Did you hear about the Cannibal who passed his brother in the woods?
 
My wife shouted downstairs to me and asked, “Do you ever get shooting pains across your body, like someone has a voodoo doll of you and they’re sticking pins into it?”
I replied “No”
She yelled back “How about now?”
 
I don't carry a donor card anymore. Enough women have rejected my organ whilst I'm alive!
 
I drew a graph of my past relationships, it had an ex-axis and a why-axis.
 
I found out my girlfriend was really a ghost.
I suspected it the moment she walked through the door.
 
Muteswan said:
I found out my girlfriend was really a ghost.
I suspected it the moment she walked through the door.

It's a good job that she didn't put the willies up you.
 
DJack said:
Muteswan said:
I found out my girlfriend was really a ghost.
I suspected it the moment she walked through the door.

* [DATA]
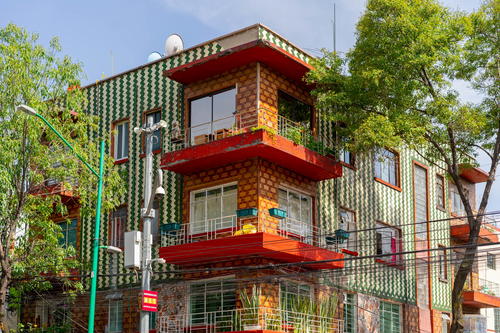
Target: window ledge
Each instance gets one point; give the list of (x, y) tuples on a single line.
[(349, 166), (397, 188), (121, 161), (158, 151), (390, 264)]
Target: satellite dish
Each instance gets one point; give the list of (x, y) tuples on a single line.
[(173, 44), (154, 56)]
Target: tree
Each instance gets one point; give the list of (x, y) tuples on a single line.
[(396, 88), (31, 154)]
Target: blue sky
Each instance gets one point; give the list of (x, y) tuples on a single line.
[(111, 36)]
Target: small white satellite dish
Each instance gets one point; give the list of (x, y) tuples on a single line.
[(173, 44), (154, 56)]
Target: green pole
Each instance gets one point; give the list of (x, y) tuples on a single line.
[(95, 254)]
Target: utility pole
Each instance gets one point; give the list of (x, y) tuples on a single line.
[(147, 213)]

==

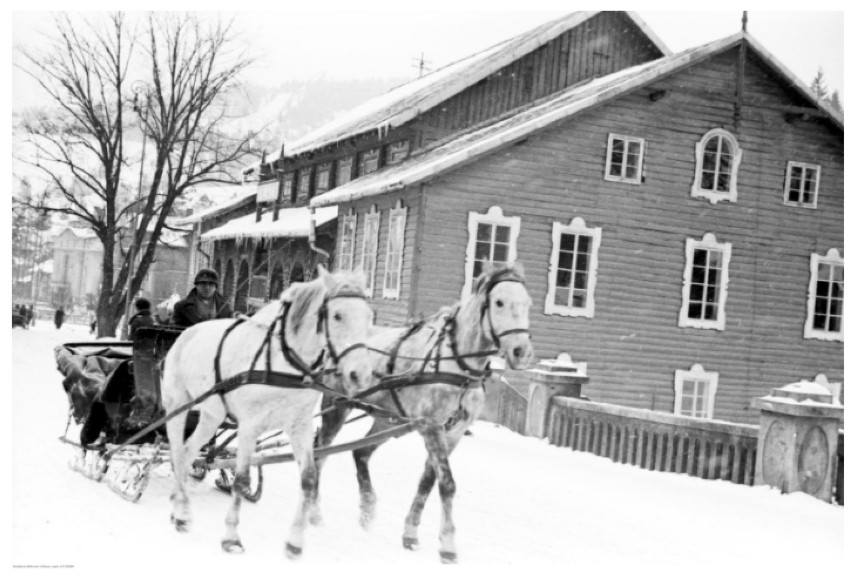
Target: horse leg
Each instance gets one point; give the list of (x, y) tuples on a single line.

--

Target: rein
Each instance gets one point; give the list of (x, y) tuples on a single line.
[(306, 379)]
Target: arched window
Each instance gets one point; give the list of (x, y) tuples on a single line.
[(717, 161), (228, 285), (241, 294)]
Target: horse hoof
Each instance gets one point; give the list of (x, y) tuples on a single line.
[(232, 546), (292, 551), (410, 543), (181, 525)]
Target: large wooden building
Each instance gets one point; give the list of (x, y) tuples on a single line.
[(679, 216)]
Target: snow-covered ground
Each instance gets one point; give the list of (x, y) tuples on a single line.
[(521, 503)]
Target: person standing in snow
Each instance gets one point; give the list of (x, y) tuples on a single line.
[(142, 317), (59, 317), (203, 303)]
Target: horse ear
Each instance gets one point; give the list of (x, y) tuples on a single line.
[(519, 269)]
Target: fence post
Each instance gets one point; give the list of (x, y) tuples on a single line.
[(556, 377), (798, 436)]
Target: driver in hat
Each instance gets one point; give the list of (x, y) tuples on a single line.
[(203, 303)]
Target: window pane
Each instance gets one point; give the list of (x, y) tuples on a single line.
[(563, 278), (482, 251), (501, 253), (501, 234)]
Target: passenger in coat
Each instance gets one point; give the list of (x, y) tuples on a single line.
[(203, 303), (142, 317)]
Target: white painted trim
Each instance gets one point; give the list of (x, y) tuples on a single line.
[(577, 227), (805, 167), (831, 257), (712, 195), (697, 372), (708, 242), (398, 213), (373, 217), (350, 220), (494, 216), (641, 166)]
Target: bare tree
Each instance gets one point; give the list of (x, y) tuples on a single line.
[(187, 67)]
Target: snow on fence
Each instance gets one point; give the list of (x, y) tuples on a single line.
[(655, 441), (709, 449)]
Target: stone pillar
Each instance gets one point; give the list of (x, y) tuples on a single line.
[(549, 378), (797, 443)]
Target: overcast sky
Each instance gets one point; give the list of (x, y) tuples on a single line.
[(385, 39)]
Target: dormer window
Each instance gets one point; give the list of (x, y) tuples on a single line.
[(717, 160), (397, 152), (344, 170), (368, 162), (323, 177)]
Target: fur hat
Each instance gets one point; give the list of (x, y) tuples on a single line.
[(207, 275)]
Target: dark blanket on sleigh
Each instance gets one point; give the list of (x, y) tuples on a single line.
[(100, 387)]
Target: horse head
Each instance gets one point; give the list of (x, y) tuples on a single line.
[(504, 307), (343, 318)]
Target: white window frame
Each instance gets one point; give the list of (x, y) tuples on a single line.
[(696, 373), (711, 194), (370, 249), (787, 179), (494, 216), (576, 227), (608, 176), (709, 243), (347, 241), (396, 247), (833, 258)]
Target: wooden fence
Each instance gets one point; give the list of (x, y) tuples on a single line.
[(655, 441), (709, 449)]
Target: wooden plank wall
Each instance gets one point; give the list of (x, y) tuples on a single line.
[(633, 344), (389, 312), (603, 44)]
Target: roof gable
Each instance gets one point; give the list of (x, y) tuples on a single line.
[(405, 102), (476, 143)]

* [WHAT TO DO]
• 1. Answer these questions about the joke thread, one line each:
(a) What did the wife yell back after hearing "No"?
(b) What two axes did the graph of past relationships have?
(c) Which user is quoted in the post by DJack?
• 2. Update the joke thread starting at "I don't carry" and ending at "willies up you.", and change "girlfriend" to "roommate".
• 3. Pick up the joke thread after its final line and write what comes next.

* [WRITTEN ANSWERS]
• 1.
(a) "How about now?"
(b) An ex-axis and a why-axis.
(c) Muteswan.

• 2.
I don't carry a donor card anymore. Enough women have rejected my organ whilst I'm alive!
 
I drew a graph of my past relationships, it had an ex-axis and a why-axis.
 
I found out my roommate was really a ghost.
I suspected it the moment she walked through the door.
 
Muteswan said:
I found out my roommate was really a ghost.
I suspected it the moment she walked through the door.

It's a good job that she didn't put the willies up you.

• 3.
It's a good job that she didn't put the willies up you.

That’s a completely different story. 😉
 
“Yoda, are you sure we’re heading in the right direction?”

“Off course we are”.
 
It was a sad and disappointing day when I found out that my Universal Remote Control, did not, in fact, control the Universe. Not even remotely. 🤔
 
Muteswan said:
It was a sad and disappointing day when I found out that my Universal Remote Control, did not, in fact, control the Universe. Not even remotely. 🤔

Yep, Comcast disabled wireless...
 
Me: “Will I be OK doc?”
Doc: “I doubt it, Mercury is in Uranus right now”
Me: “I don’t do that astrology stuff “
Doc: “Neither do I, my thermometer just broke”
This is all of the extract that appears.